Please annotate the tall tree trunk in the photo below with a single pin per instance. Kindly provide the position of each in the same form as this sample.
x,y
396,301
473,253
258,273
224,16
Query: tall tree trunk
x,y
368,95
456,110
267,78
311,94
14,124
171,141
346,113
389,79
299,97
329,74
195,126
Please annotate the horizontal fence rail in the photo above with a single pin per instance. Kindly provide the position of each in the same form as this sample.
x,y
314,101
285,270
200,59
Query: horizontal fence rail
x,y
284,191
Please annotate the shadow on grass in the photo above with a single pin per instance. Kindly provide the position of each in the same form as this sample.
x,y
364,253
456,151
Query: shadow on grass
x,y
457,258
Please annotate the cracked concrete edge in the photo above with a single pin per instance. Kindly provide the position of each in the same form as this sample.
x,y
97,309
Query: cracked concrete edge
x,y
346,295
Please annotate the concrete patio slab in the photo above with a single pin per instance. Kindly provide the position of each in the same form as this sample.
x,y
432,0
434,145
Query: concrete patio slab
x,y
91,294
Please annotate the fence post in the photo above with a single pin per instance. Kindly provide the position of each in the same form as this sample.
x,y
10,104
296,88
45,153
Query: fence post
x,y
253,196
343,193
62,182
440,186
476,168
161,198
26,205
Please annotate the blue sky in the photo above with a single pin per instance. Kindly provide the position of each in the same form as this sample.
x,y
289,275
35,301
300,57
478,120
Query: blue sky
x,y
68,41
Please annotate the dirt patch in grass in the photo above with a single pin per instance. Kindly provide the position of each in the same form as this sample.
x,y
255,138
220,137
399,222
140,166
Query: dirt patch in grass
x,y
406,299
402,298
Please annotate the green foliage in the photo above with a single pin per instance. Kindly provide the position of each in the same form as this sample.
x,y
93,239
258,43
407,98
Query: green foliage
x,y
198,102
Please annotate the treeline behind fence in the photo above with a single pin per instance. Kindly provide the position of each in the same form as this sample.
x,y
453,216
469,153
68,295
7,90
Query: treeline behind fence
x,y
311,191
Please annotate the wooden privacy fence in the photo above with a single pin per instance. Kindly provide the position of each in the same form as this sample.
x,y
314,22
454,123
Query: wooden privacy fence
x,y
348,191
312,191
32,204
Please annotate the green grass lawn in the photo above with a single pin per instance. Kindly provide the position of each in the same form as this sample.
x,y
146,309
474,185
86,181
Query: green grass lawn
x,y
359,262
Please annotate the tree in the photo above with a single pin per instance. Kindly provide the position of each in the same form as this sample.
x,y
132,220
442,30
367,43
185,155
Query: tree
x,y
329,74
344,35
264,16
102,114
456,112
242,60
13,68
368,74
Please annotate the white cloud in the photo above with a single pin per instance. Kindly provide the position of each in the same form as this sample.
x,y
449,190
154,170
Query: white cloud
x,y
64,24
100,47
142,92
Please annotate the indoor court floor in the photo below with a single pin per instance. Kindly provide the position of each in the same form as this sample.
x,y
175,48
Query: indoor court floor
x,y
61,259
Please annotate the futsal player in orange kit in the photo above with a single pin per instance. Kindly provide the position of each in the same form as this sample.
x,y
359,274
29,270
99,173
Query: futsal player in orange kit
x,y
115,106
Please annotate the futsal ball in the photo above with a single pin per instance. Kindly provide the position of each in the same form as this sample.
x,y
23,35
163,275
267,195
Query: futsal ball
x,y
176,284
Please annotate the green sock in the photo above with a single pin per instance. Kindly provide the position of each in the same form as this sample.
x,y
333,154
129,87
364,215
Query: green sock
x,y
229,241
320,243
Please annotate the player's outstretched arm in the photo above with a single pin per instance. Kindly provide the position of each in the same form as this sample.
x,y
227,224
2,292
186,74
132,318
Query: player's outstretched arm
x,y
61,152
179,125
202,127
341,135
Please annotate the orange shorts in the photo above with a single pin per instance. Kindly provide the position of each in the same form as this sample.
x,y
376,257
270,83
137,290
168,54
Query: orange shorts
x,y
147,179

══════

## WHAT YOU WILL DO
Reproduce the whole listing above, putting "marker" wherever "pin" occurs and leaving every other part unchanged.

## SOLVED EXERCISE
Please annotate the tall tree trunk in the photo below with a single marker per instance. Kindly provide the position of each in the same form as this sample.
x,y
396,301
473,253
258,273
224,16
Query: tall tree trunk
x,y
368,95
456,110
267,78
311,94
14,124
171,141
346,113
389,79
299,97
329,74
195,126
Please annotate the horizontal fence rail in the photo above with a single marker per instance. Kindly provide the position of each in the same form as this sample.
x,y
314,101
285,270
200,59
Query: horizontal fence rail
x,y
284,191
Please annotate the shadow on grass in the photo above with a single marker per instance. Kindly provide the position of each in the same form as this sample.
x,y
364,253
456,151
Query: shadow on grass
x,y
457,258
Please annotate the cracked concrete edge in the photo above with a single marker per instance. Kindly provide the position of each in the same form as this sample.
x,y
97,309
Query: cracked concrete edge
x,y
346,295
Please annotate the concrete patio slab in the photo above with a single marker per instance. Kindly provide the position of each in the same form as this sample.
x,y
432,0
434,145
Query: concrete patio slab
x,y
91,294
Please annotate the fence post in the photo above with a single marker per instance. Kindly provide the position of each in the same form as this sample.
x,y
10,104
296,88
45,153
Query: fence post
x,y
253,196
343,193
62,182
440,186
476,168
161,198
26,205
Please annotate the blue sky in the photo above with a single marker per instance. Kindly provide the position of each in the same form as this sample.
x,y
289,275
35,301
300,57
478,120
Query: blue sky
x,y
68,41
Please annotate the dirt patch in grass in the photo above with a single marker per instance. Kindly provide the position of each in the same form as this sample.
x,y
255,138
220,137
399,222
140,166
Query: dirt patch in grass
x,y
406,299
402,298
Please annotate the green foliage in the photo above with a single marker per instance. Kindly provide the position of each in the same form as this sample.
x,y
93,239
258,43
407,98
Query: green foliage
x,y
198,102
Please annotate the treeline behind fence in the photo above with a single marker per instance. Kindly provide the position of each in the same form as this sample.
x,y
453,216
469,153
68,295
7,90
Query: treeline behind fence
x,y
311,191
Please annotate the wooden privacy fence in the photo above with a single marker per instance. Kindly provide the position of each in the same form as this sample.
x,y
314,22
454,123
Query: wooden privacy fence
x,y
348,191
312,191
32,204
Please annotate the green grass lawn in the photo above with a single marker per instance. Kindly provide the position of each in the same form as this sample.
x,y
146,309
474,185
86,181
Query: green grass lawn
x,y
359,262
Please annotate the tree in the photo above with a single marker per instance. Kindly provide the position of each in the same form as this sample.
x,y
132,220
442,30
367,43
185,155
Query: tree
x,y
329,74
344,35
264,16
102,114
456,112
242,60
13,68
368,74
Please annotate the white cloud in the photo above with a single marker per instance. Kindly provide the position of each in the same form as this sample.
x,y
449,190
154,170
Query: white cloud
x,y
64,24
100,47
142,92
Please annotate the indoor court floor in the photo below with a single marker per instance. Kindly provide the position of each in the same form as this sample.
x,y
175,48
Query: indoor court floor
x,y
61,259
Please annotate the futsal player in orange kit in the photo above with a single marker per instance. Kindly provide the position of each in the same form as this sample.
x,y
359,274
29,270
99,173
Query: futsal player in orange kit
x,y
115,106
Please annotate the futsal ball in the photo above with a single marker per instance. Kindly provide the position of each in the same form as this sample.
x,y
23,35
163,275
267,195
Query: futsal ball
x,y
176,284
Please annotate the green sock in the photo above with a single marker per instance. Kindly provide the position of each in the same form as this sample.
x,y
333,154
129,87
364,215
Query: green sock
x,y
229,241
320,243
Please annotate the player's outstretched arm in the photo above with a single marker per instance. Kindly provide the position of each in the same form as this sample.
x,y
227,224
2,292
186,74
132,318
Query: player's outstretched arm
x,y
61,152
179,125
202,127
341,135
Please annotate the orange shorts in the photo above with a single marker per instance. Kindly provide the position of each in the same form as this sample.
x,y
376,257
270,83
137,290
168,54
Query: orange shorts
x,y
147,179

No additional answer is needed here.